▸ STATED EXERCISE:
Copy every line of the items below word for word, with the pictures left out.

▸ Labeling and segmentation records:
● ● ● ●

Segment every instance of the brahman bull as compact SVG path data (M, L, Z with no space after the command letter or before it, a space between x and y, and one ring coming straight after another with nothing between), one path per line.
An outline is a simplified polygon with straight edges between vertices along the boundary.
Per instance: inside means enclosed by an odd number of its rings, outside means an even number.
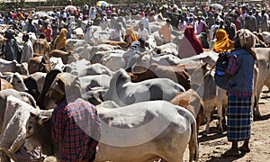
M116 71L104 94L104 101L112 100L119 105L127 105L142 101L172 100L177 92L184 92L179 84L167 78L155 78L140 83L131 83L124 69Z
M151 78L169 78L184 87L190 88L190 76L184 68L173 66L161 66L152 64L149 68L141 73L129 73L133 83L141 82Z
M0 72L19 72L22 75L28 76L27 63L18 64L17 61L8 61L0 58Z
M58 157L58 145L52 140L48 115L51 112L42 115L44 112L31 113L24 146L32 150L40 145L43 154L56 153ZM114 109L99 107L98 112L103 122L96 162L148 162L159 158L181 162L187 144L192 142L190 161L198 160L195 119L185 108L166 101L151 101Z
M32 44L34 53L47 55L50 51L50 46L45 39L37 39Z
M35 72L48 73L50 69L51 66L50 63L50 58L46 56L34 57L28 62L29 74L33 74Z

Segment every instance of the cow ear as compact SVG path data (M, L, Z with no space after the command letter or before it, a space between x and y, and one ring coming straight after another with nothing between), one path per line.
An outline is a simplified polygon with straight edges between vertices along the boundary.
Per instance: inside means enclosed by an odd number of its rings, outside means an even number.
M46 116L41 116L39 118L39 124L42 125L43 122L49 121L50 117L46 117Z
M36 117L36 114L31 112L30 112L30 117L34 118L34 117Z

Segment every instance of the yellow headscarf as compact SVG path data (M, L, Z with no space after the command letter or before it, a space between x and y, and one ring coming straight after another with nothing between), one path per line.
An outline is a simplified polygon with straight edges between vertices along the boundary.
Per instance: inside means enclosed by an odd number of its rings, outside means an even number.
M132 30L132 27L127 28L125 40L127 40L128 45L130 46L133 41L138 40L138 36Z
M67 29L63 28L60 31L59 35L55 39L54 44L56 50L62 50L67 45Z
M228 37L227 32L223 29L219 29L216 32L217 40L214 43L213 51L220 52L230 52L234 49L233 41Z

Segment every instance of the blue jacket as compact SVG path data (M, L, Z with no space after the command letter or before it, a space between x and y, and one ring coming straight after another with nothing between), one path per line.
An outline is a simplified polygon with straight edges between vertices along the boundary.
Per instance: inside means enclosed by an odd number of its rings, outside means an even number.
M229 80L231 92L252 92L254 89L254 63L251 53L245 49L235 50L228 54L237 58L236 73Z

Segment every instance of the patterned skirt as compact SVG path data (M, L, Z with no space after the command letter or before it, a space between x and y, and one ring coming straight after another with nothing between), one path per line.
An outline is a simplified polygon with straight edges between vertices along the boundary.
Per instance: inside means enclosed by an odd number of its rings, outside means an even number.
M227 109L227 138L229 141L250 139L252 122L251 96L229 95Z

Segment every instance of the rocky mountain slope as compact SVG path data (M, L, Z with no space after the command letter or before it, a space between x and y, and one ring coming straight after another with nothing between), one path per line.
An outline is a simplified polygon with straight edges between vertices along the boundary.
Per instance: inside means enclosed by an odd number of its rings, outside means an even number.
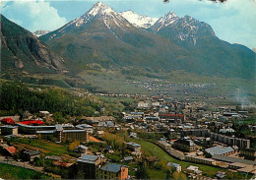
M1 18L1 72L54 73L64 71L64 59L22 27Z
M134 17L134 13L130 14ZM96 63L105 68L183 70L204 76L254 78L255 53L219 39L206 23L170 12L148 30L138 27L128 17L98 2L40 39L77 63L81 71L83 66Z
M119 14L122 17L124 17L129 23L131 23L134 27L143 29L151 28L158 21L158 18L141 16L133 11L124 11Z
M36 31L33 32L33 34L35 36L41 36L41 35L44 35L44 34L49 33L49 32L50 32L50 30L36 30Z

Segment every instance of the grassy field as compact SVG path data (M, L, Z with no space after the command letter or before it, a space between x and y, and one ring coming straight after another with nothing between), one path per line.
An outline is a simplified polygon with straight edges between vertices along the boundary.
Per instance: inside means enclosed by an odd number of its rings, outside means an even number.
M230 177L230 178L232 177L232 173L228 170L219 168L219 167L204 165L204 164L196 164L196 163L192 163L192 162L177 160L177 159L173 158L172 156L168 155L164 150L162 150L160 148L159 148L158 146L156 146L152 143L146 142L144 140L133 140L133 141L141 145L142 151L144 153L146 153L148 155L157 156L159 159L164 160L164 161L167 161L167 162L179 163L182 166L182 169L186 169L189 165L196 165L196 166L199 167L200 170L205 172L207 174L207 176L210 176L210 177L214 177L215 174L218 171L225 171L226 174L227 174L227 177ZM153 176L159 176L160 175L156 172L150 172L150 173L152 173ZM241 176L238 173L235 173L234 175L238 176L239 179L244 178L243 176ZM163 176L163 175L161 175L161 176Z
M48 176L23 167L0 163L2 179L49 179Z
M21 150L38 150L45 155L59 155L66 161L75 162L76 157L68 150L68 145L59 145L37 139L14 139L11 143Z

● ● ● ●

▸ THE RESULT:
Segment every instance of the brahman bull as compact SVG path data (M, L, Z with no space after the command letter or before it, a space between x and y, and one ring coming straight after another with nothing between), one path per line.
An outline is a simplified polygon with straight edges between vertices along the boundary.
Per instance: inside means enclosed by an odd number of its rings, outside means an even number.
M116 71L104 94L104 101L112 100L119 105L127 105L142 101L172 100L177 92L184 92L179 84L167 78L155 78L140 83L131 83L124 69Z
M151 78L169 78L184 87L190 88L190 76L184 68L173 66L161 66L152 64L149 68L141 73L129 73L133 83L141 82Z
M0 72L19 72L22 75L28 76L27 63L18 64L17 61L8 61L0 58Z
M58 157L58 145L52 140L48 115L51 112L42 115L44 112L31 113L24 146L32 150L40 145L43 154L56 153ZM114 109L99 107L98 112L103 122L96 162L148 162L159 158L181 162L187 144L192 142L190 161L198 160L195 119L185 108L166 101L151 101Z
M32 44L34 53L47 55L50 51L50 46L45 39L37 39Z
M35 72L48 73L50 69L51 66L50 63L50 58L46 56L34 57L28 62L29 74L33 74Z

Segment every instance of the cow ear as compact SVG path data (M, L, Z with no space after the command letter or before it, a space between x and y, and one ring coming straight after another with nothing between), one path per line.
An outline is a simplified polygon with straight edges between vertices along the boundary.
Per instance: inside means enclosed by an odd number of its rings, outside means an even number.
M46 116L41 116L39 118L39 124L42 125L43 122L49 121L50 117L46 117Z
M36 117L36 114L31 112L30 112L30 117L34 118L34 117Z

Segment every instance of the yellow headscarf as compact SVG path data (M, L, Z with no space after the command letter or before it, a space between x and y, and one ring coming straight after another with nothing between), one path per line.
An outline is a simplified polygon with straight edges between vertices along the boundary.
Per instance: inside means enclosed by an odd number of its rings, outside means an even number.
M132 30L132 27L127 28L125 40L127 40L128 45L130 46L133 41L138 40L138 36Z
M67 29L63 28L60 31L59 35L55 39L54 44L56 50L62 50L67 45Z
M228 37L227 32L223 29L219 29L216 32L217 40L214 43L213 51L220 52L230 52L234 49L233 41Z

Segment every instance of the blue jacket as compact SVG path data (M, L, Z with no space after the command letter or before it, a space between x and y, and one ring coming straight after another with nothing between), one path per line.
An outline is a simplified polygon with straight edges between vertices along the boundary.
Per instance: inside means enclosed by an odd number of its rings, outside means an even number.
M229 80L231 92L252 92L254 89L254 63L251 53L245 49L235 50L228 54L237 58L236 73Z

Segment every instance of the patterned skirt as compact SVG path data (M, L, Z with no space after the command letter or before it, a space between x and y, and one ring coming straight after another with nothing between), one path per line.
An outline is a simplified polygon with straight edges between vertices along the boundary.
Per instance: inside means enclosed by an odd number of its rings, outside means an even number.
M227 109L227 138L229 141L250 139L252 122L251 96L229 95Z

Segment every instance of the rocky mountain slope as compact SVG path data (M, L, Z with no space after the command letter or before it, a space between x and y, and one ring coming straight after another with nothing between), one path per line.
An outline is a simplified polygon with straight edges between vertices along the boundary.
Per instance: inside means enclosed by an odd number of its rings, outside means an even number.
M1 18L1 72L54 73L64 71L64 59L22 27Z
M134 17L134 13L130 14ZM96 63L105 68L183 70L204 76L254 78L255 53L219 39L206 23L170 12L148 30L138 27L128 17L98 2L40 39L77 63L81 71L83 66Z
M119 14L122 17L124 17L129 23L131 23L134 27L143 29L151 28L158 21L158 18L141 16L133 11L124 11Z
M36 31L33 32L33 34L35 36L41 36L41 35L44 35L44 34L49 33L49 32L50 32L50 30L36 30Z

Segment every instance of the grassy field as compact SVG path data (M, L, Z with no space after the command letter or before it, a space between x and y, and one ring coming straight after another with nothing between), one path per line.
An outline is a simplified polygon with straight edges between vertices along the boundary.
Per instance: inside means enclosed by an odd number of its rings, outside means an even number.
M230 177L230 178L232 177L232 173L228 170L219 168L219 167L204 165L204 164L196 164L196 163L192 163L192 162L177 160L177 159L173 158L172 156L168 155L164 150L162 150L160 148L159 148L158 146L156 146L152 143L146 142L144 140L133 140L133 141L141 145L142 151L144 153L146 153L148 155L157 156L159 159L164 160L164 161L167 161L167 162L179 163L182 166L182 169L186 169L189 165L196 165L196 166L199 167L200 170L205 172L207 174L207 176L210 176L210 177L214 177L215 174L218 171L225 171L226 174L227 174L227 177ZM153 176L159 176L160 175L156 172L150 172L150 173L152 173ZM241 176L238 173L235 173L234 175L238 176L239 179L244 178L243 176ZM163 176L163 175L161 175L161 176Z
M48 176L23 167L0 163L2 179L49 179Z
M21 150L38 150L45 155L59 155L66 161L75 162L76 157L68 150L68 145L59 145L37 139L14 139L11 143Z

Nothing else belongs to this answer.